Exercise passage —

Photograph — USA Today

As the COVID-19 pandemic continues to gain considerable grounds in sub-Saharan Africa, Central Banks of Kenya and Nigeria have come up with measures to cushion the impact of the pandemic on their economy. 

While the Nairobi regulator cut its benchmark lending rate by 100 basis points (bps) to 7.25 percent to protect the economy from the new coronavirus, Nigeria’s apex bank has introduced a new dollar remittance policy that stops local and international oil corporations from selling dollars to the state-run Nigerian National Petroleum Corporation.

On Monday, 23 March 2020, the Central Bank of Kenya announced a revised monetary policy that puts the lending benchmark at 7.25 percent and reduces the cash reserve ratio for commercial banks from 5.25 percent to 4.25 percent. The latter is meant to release an extra 35.2 billion shillings ($330.83 million) to financial institutions for lending to customers who have been affected by the pandemic, thereby helping to buffer the eastern African country and drive economic activities.

Also, the CBN’s dollar remittance policy is focused on boosting local dollar collection, improving foreign exchange supply and stabilizing the local currency amid the COVID-19 pandemic. The apex bank seeks to improve dollar supply to its coffers while it reduces the greenback spending to further boost the naira. This is coming after the apex bank, announced on Friday, that it has devalued the naira to N380 per dollar.

Prompt 1 —
In the article on the Kenyan and Nigerian central banks' pandemic measures, can you switch "Nairobi" to "Kenyan" and give the passage from "Photograph — USA" up to and including "National Petroleum Corporation."?
Prompt 2 —
Can you continue the article on the Kenyan and Nigerian central banks' COVID-19 measures, starting after its last sentence?

Given records —
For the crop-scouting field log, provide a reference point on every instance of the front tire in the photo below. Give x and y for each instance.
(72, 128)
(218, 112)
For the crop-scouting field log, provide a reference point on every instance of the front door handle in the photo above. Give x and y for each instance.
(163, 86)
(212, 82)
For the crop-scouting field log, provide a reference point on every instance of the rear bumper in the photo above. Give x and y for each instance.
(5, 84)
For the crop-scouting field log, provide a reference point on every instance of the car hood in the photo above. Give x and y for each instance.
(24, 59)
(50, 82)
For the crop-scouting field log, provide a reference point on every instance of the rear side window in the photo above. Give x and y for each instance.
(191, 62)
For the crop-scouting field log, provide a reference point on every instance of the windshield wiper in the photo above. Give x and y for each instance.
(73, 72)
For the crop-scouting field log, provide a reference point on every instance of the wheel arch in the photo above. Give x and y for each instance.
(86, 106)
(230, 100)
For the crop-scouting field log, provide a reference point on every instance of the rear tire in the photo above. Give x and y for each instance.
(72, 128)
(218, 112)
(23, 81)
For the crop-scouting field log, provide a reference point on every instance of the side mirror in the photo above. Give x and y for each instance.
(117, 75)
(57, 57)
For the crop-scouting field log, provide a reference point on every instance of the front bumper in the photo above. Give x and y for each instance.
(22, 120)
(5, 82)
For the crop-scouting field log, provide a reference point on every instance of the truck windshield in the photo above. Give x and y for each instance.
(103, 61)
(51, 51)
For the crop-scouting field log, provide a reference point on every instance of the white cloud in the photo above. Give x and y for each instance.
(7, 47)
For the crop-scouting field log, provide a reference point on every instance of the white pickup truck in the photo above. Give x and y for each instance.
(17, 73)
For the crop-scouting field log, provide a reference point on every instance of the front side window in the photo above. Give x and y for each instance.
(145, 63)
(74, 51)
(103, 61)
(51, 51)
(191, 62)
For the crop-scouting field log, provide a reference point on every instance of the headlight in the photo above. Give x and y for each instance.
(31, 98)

Exercise result 1 —
Photograph — USA Today

As the COVID-19 pandemic continues to gain considerable grounds in sub-Saharan Africa, Central Banks of Kenya and Nigeria have come up with measures to cushion the impact of the pandemic on their economy. 

While the Kenyan regulator cut its benchmark lending rate by 100 basis points (bps) to 7.25 percent to protect the economy from the new coronavirus, Nigeria’s apex bank has introduced a new dollar remittance policy that stops local and international oil corporations from selling dollars to the state-run Nigerian National Petroleum Corporation.

Exercise result 2 —
This new measure was disclosed by the CBN Governor, Godwin Emefiele, over the course of the weekend in an emergency meeting with bank executives in Lagos. “We are committed to improving forex supply to the CBN, by directing all oil companies -international, and domestic, whether you are in the service industry, or producing, upstream, midstream, downstream, or related companies, to sell their foreign exchange to the CBN and no longer to NNPC, for purposes of funding even import of petroleum products, and also new policy on price modulation,” Emefiele said.

The oil sector is the key foreign earner for Nigeria as the giant of Africa earns over 90 percent of its revenue from oil and also funding over 60 percent of its annual budget.

Before the pandemic began ravaging the global economy, a swift fall in the global market price of oil caused by the price-war between Russia and OPEC caused an increase in Dollar price. This gradually began to cause a strain in most economies, causing the real sector to experience strains in its output and demands. 

Since the outbreak of the COVID-19 pandemic, there has been a slowdown in economic activity globally due to critical measures taken by most governments to curb the spread of the disease.

While the move will simply be releasing more funds from its reserve to aid financial institutions to issue more loans to drive economic activities in Kenya, the remittance policy by the Nigerian Central Bank would be helping the Naira to stabilize even as the pandemic mounts pressure on the global economy.